● EXERCISE BRIEF:
Nothing but the records, transcribed verbatim and stripped of images, should appear in the answer.

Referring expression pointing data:
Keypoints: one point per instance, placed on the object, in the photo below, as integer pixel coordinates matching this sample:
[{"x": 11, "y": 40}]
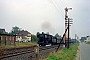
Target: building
[
  {"x": 7, "y": 39},
  {"x": 23, "y": 36}
]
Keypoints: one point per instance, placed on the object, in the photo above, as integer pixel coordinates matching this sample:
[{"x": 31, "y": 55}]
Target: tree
[
  {"x": 34, "y": 38},
  {"x": 14, "y": 30},
  {"x": 37, "y": 33},
  {"x": 56, "y": 35}
]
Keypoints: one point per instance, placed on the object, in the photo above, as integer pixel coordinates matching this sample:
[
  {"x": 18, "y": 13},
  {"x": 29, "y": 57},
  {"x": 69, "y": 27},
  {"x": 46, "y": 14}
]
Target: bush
[{"x": 65, "y": 54}]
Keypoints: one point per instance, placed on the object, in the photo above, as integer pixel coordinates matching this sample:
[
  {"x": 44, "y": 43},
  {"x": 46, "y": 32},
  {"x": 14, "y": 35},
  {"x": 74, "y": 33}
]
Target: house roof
[{"x": 22, "y": 33}]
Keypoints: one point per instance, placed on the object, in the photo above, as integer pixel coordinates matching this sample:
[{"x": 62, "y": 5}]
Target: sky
[{"x": 45, "y": 16}]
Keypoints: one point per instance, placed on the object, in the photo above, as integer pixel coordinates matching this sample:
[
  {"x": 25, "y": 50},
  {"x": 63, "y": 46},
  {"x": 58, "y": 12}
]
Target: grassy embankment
[
  {"x": 17, "y": 44},
  {"x": 87, "y": 43},
  {"x": 64, "y": 54}
]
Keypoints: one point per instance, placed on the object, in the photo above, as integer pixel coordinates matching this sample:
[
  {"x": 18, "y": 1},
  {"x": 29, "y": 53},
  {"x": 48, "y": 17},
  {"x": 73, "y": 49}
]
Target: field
[
  {"x": 18, "y": 44},
  {"x": 64, "y": 54}
]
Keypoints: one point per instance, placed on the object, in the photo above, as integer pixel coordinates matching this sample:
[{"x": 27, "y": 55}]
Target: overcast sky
[{"x": 45, "y": 15}]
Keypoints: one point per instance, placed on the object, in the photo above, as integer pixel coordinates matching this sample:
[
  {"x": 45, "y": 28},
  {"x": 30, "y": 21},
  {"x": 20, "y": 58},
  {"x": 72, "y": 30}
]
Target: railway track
[{"x": 24, "y": 50}]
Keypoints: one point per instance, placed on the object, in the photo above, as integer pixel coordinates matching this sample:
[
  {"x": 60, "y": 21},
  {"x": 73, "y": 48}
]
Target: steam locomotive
[{"x": 47, "y": 39}]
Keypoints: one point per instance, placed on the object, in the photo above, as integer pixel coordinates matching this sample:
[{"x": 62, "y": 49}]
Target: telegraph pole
[{"x": 67, "y": 26}]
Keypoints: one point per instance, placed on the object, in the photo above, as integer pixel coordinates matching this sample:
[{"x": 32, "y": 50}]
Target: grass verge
[
  {"x": 64, "y": 54},
  {"x": 18, "y": 44}
]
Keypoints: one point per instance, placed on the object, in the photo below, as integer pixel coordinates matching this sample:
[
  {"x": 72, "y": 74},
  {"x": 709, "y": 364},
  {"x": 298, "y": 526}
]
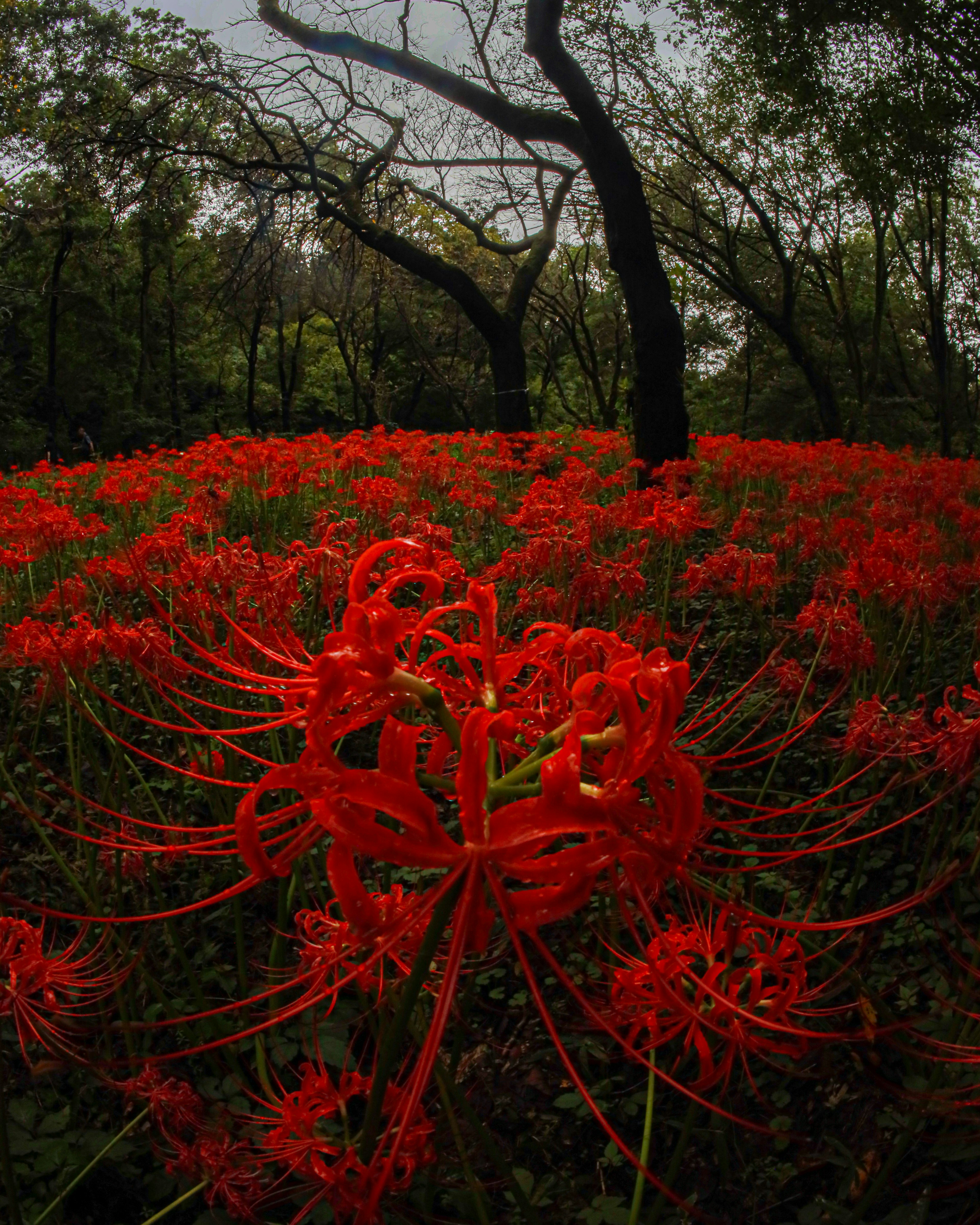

● ANSWER TO THE EXERCISE:
Keypoints: one point per instance, placed on the object, in the photo below, as integer pixel coordinates matching this sample:
[{"x": 11, "y": 40}]
Target: building
[
  {"x": 7, "y": 39},
  {"x": 23, "y": 36}
]
Keypoints: one point per instance, placed on the object, in the photo above, as integer pixel coordinates matching this sample:
[{"x": 31, "y": 55}]
Target: tree
[
  {"x": 34, "y": 38},
  {"x": 14, "y": 30},
  {"x": 37, "y": 33},
  {"x": 56, "y": 35}
]
Keypoints: one point per instance, placed on the object, in the photo above, as integer pixel coordinates matching this sample:
[
  {"x": 18, "y": 13},
  {"x": 29, "y": 57},
  {"x": 69, "y": 27},
  {"x": 46, "y": 14}
]
Target: bush
[{"x": 65, "y": 54}]
Keypoints: one point per instance, placed on the object, in the photo above, as integer pixel coordinates matching this sample:
[
  {"x": 44, "y": 43},
  {"x": 46, "y": 32},
  {"x": 14, "y": 35},
  {"x": 74, "y": 33}
]
Target: house roof
[{"x": 22, "y": 33}]
Keypoints: one point per instance, placed on the object, in the photo above, as integer pixel coordinates matching this sample:
[{"x": 62, "y": 5}]
Target: sky
[{"x": 45, "y": 16}]
Keypoints: one point per instance, placed on the object, in the photo above, as integer pixel coordinates matching this sample:
[
  {"x": 25, "y": 50},
  {"x": 63, "y": 46},
  {"x": 58, "y": 12}
]
Target: grassy embankment
[
  {"x": 17, "y": 44},
  {"x": 87, "y": 43},
  {"x": 64, "y": 54}
]
Keypoints: one point per instance, placed on the object, in the photo above, as integer pixel coordinates matching this sample:
[
  {"x": 18, "y": 1},
  {"x": 29, "y": 53},
  {"x": 48, "y": 17},
  {"x": 73, "y": 49}
]
Target: field
[
  {"x": 18, "y": 44},
  {"x": 64, "y": 54}
]
Keypoints: one point per instance, placed on the object, in the photo above, as integer pixel coordinates matching this sample:
[{"x": 27, "y": 55}]
Target: overcast sky
[{"x": 45, "y": 15}]
Keypoints: one point per instance, placed on the object, in the photo above, as integer pixel coordinates matching this sample:
[
  {"x": 45, "y": 28},
  {"x": 30, "y": 21},
  {"x": 20, "y": 58},
  {"x": 72, "y": 30}
]
Target: railway track
[{"x": 24, "y": 50}]
Keypoints: one point per instance, placed on the object, in the photo above, as integer pixel coordinates matching this sample:
[
  {"x": 60, "y": 21},
  {"x": 73, "y": 48}
]
Target: steam locomotive
[{"x": 47, "y": 39}]
Keypoints: one point per instance, placed on the object, in the photo above, as integer pixel coordinates matching this sample:
[{"x": 62, "y": 49}]
Target: telegraph pole
[{"x": 67, "y": 26}]
Keypoints: one point per instance, placed on the object, in the photo above, as integer pixel coordinates matching this sample:
[{"x": 32, "y": 50}]
Target: grass verge
[
  {"x": 64, "y": 54},
  {"x": 18, "y": 44}
]
Keypoints: one point per instance, placed on the object, in the photo below, as integer pixel coordinates matching this sample:
[
  {"x": 72, "y": 74},
  {"x": 709, "y": 364},
  {"x": 298, "y": 526}
]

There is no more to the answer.